## Enunciado do exercício
1: Retorne da entrevista com Roger Corman todo o trecho que começa em "R.: Deve ter" e segue até "sempre muito divertido.", sem nenhuma alteração.
2: Responda com base na entrevista com Roger Corman:
(a) Em quanto tempo foi rodado "Little Shop of Horrors"?
(b) Quanto custou "Monster From the Ocean Floor"?
(c) Em que função e em qual empresa Corman começou a trabalhar?
3: Diga se cada afirmação está de acordo com a entrevista com Roger Corman e cite as palavras que decidem a resposta:
(a) Corman se formou em Engenharia na Universidade de Stanford.
(b) Corman estava tranquilo no primeiro dia como diretor.
(c) "The Intruder" nunca chegou a dar lucro.

## Trecho fornecido
· · · · · · ·

Confira uma entrevista do cineasta e produtor Roger Corman para a imprensa portuguesa


(Dica de Marcello Simão Branco, adaptação de Renato Rosatti)

Entrevista do cineasta Roger Corman, mais conhecido como o “Rei dos Filmes B”, que tornou-se uma lenda do cinema americano por realizar e produzir filmes independentes com pequenos orçamentos - ou mesmo microscópicos - e em pouco tempo. As perguntas são de Eurico de Barros, para o “Diário de Notícias”, de Lisboa (Portugal).

Pergunta: Em 1960, rodou “Little Shop of Horrors” (N.E.: no Brasil, “A Pequena Loja dos Horrores”, com Jack Nicholson) em dois dias e uma noite. É o seu recorde absoluto?

Resposta: Sim. O Robert Towne, argumentista oscarizado e meu amigo, disse-me no final dessa rodagem: “Roger, você tem que se lembrar que fazer filmes não é como correr os 100 metros. Não tem nada a ver com velocidade.”

P.: E qual foi o filme mais barato que já fez?

R.: Deve ter sido o primeiro, “Monster From the Ocean Floor”, em 1954. Custou cerca de 30 mil dólares, o que, tendo em conta a inflação, seriam hoje 100 mil dólares [74 mil euros].

P.: Era difícil filmar nessas condições?

R.: Era divertido. E muito tenso. Estava tensíssimo no meu primeiro dia como diretor. No segundo, a tensão tinha desaparecido. E passou a ser quase sempre muito divertido.

P.: Disse numa entrevista que era capaz de fazer um filme sobre a queda do Império Romano com dois atores e um arbusto...

R.: Corrijo: dois atores e fogo. Põe-se o fogo num recipiente e filmam-se os dois atores vestidos de romanos através das chamas, falando da queda de Roma e do incêndio! (risos)

P.: É verdade que todos os filmes que fez deram lucro, e que apenas “The Intruder” perdeu dinheiro? Ou é lenda?

R.: Foi verdade durante algum tempo, mas depois deixou de ser, porque perdi dinheiro com alguns. “The Intruder” foi o primeiro, mas quando o lancei em DVD com um comentário do William Shatner (N.E.: o Capitão Kirk de “Jornada nas Estrelas”) e meu, finalmente consegui que o filme desse lucro, uns 40 anos depois de ter sido feito!

P.: Quando estreou no cinema, alguma vez pensou que ia fazer carreira e ficar famoso na indústria por causa dos filmes de baixo orçamento, ou ambicionava ser um diretor de topo?

R.: Eu não ambicionava nada. Comecei como mensageiro na “20th Century Fox”, após formar-me em Engenharia na Universidade de Stanford e um dia vendi um argumento que tinha escrito. Peguei no dinheiro que me pagaram por ele e fiz o meu primeiro filme. Depois de ter produzido dois filmes, comecei a dirigir. Não tinha planos a longo prazo, só queria começar. E os filmes começaram a ter sucesso com várias distribuidoras de pequeno orçamento, que continuaram a pedir-me mais filmes. E continuei a fazê-los. Também realizei alguns filmes para estúdios grandes. Correram bem, mas perdia um ano a prepará-los e não tinha controle total sobre eles. Preferi fazê-los fora deste sistema.

· · · · · · ·

## Dados extraídos

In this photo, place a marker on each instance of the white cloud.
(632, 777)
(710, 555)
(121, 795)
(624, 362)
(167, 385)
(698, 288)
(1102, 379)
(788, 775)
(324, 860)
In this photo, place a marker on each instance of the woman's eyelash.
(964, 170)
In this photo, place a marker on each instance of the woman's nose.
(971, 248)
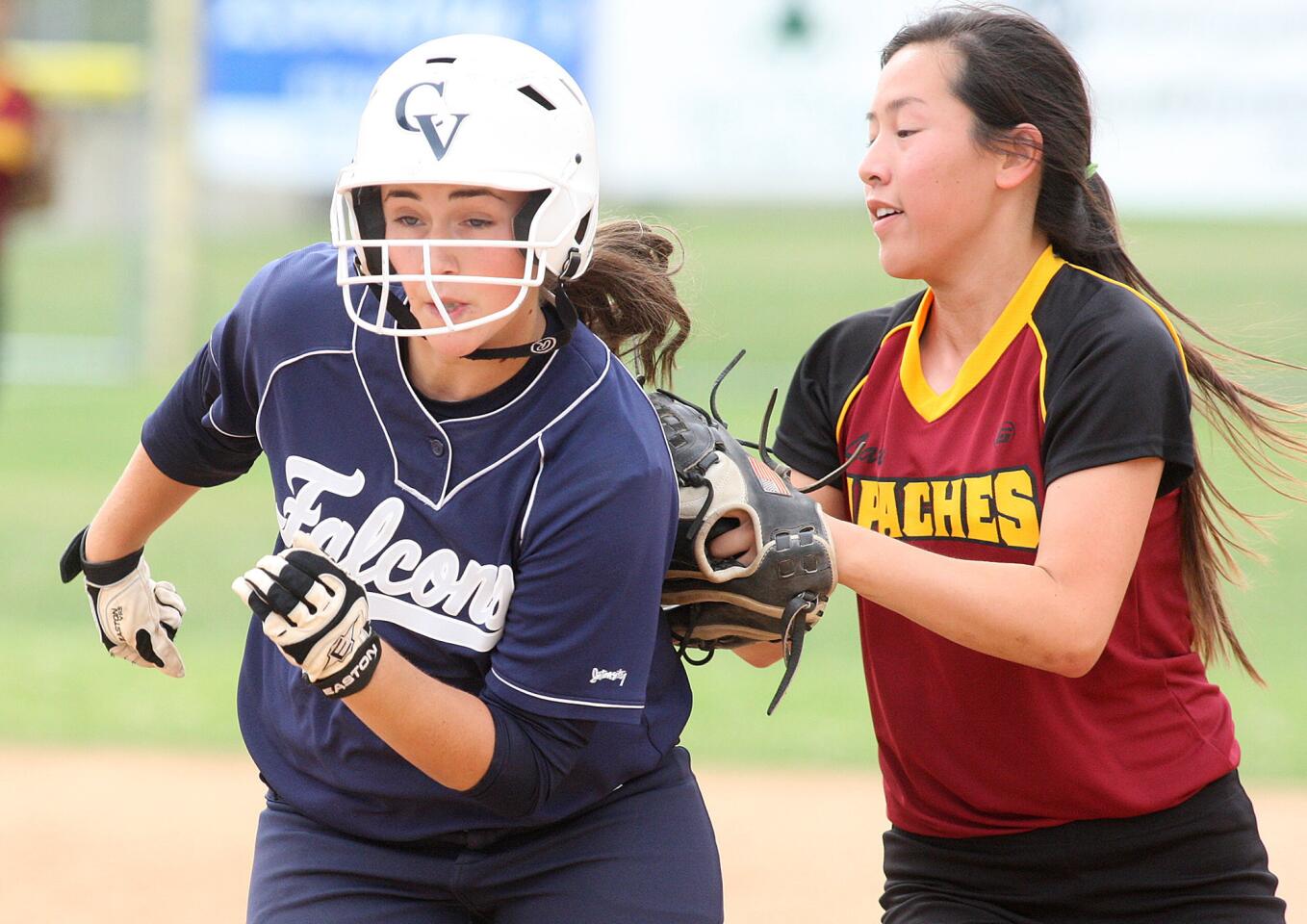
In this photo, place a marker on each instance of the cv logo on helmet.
(429, 121)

· · · · · · ·

## Soluções do exercício
1:
R.: Deve ter sido o primeiro, “Monster From the Ocean Floor”, em 1954. Custou cerca de 30 mil dólares, o que, tendo em conta a inflação, seriam hoje 100 mil dólares [74 mil euros].

P.: Era difícil filmar nessas condições?

R.: Era divertido. E muito tenso. Estava tensíssimo no meu primeiro dia como diretor. No segundo, a tensão tinha desaparecido. E passou a ser quase sempre muito divertido.

2:
(a) Em dois dias e uma noite.
(b) Cerca de 30 mil dólares.
(c) Como mensageiro, na "20th Century Fox".

3:
(a) Sim: "após formar-me em Engenharia na Universidade de Stanford".
(b) Não: "Estava tensíssimo no meu primeiro dia como diretor."
(c) Não: "finalmente consegui que o filme desse lucro, uns 40 anos depois de ter sido feito!"